Point localization data:
-=-=-
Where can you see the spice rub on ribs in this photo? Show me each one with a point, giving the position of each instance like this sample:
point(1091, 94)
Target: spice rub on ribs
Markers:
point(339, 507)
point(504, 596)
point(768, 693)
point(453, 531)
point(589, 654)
-=-=-
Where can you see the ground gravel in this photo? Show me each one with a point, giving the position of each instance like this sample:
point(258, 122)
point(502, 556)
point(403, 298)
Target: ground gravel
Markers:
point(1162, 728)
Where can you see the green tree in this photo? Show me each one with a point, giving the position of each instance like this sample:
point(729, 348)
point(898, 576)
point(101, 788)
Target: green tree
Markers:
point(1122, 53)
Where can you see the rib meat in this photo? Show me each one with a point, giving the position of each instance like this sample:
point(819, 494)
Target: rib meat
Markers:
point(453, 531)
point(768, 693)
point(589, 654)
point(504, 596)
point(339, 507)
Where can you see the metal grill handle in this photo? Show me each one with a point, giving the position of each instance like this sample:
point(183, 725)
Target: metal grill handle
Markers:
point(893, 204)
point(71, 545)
-=-=-
PROBLEM DESCRIPTION:
An exact copy of the lines above, from the one containing "point(898, 576)" through the one containing "Target: metal grill handle", is the whole of the answer.

ANSWER SECTION:
point(898, 576)
point(101, 788)
Target: green tree
Markers:
point(1122, 53)
Where can you see the rib meat in this photo? Show me each one with a point, giving the position of each instance like this sample:
point(819, 494)
Target: rib meat
Markers:
point(453, 531)
point(768, 693)
point(589, 654)
point(504, 596)
point(339, 507)
Where can you see the metal grill handle in this photo? Show me each one with a point, giving the position of each instance like this sample:
point(183, 725)
Target: metal grill handle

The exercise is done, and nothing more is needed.